> [THE TASK]
Please count the lines in the listing below that contain the word "chimney", and give only that number.

···

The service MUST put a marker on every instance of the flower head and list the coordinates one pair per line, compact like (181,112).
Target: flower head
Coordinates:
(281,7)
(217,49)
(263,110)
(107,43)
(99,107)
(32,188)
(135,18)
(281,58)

···

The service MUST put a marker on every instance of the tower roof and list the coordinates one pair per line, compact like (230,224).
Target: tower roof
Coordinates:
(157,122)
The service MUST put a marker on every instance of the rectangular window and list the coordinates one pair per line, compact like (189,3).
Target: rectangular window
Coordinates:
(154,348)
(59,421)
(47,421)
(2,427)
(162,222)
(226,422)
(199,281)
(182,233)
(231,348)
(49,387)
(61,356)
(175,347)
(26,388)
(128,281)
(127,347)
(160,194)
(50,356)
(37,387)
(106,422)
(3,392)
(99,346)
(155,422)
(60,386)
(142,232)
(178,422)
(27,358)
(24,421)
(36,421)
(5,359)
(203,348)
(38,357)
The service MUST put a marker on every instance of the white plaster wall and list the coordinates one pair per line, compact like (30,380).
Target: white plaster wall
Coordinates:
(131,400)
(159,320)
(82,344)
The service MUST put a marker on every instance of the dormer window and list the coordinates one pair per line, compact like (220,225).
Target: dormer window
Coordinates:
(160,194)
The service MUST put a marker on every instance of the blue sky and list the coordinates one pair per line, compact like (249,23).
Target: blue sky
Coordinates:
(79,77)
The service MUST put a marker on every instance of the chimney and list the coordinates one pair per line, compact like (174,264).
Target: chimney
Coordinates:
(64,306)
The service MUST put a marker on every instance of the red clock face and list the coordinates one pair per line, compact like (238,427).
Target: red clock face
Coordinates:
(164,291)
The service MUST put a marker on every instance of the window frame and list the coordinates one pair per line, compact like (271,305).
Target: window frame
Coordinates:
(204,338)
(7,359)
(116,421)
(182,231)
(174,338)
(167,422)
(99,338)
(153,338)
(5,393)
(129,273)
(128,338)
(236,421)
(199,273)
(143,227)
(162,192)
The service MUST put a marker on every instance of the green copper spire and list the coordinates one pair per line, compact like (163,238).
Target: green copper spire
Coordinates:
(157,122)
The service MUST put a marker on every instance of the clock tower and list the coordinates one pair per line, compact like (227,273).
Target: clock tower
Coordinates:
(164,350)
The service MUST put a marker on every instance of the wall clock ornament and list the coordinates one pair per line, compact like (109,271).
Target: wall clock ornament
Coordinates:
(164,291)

···

> [FINAL RESULT]
2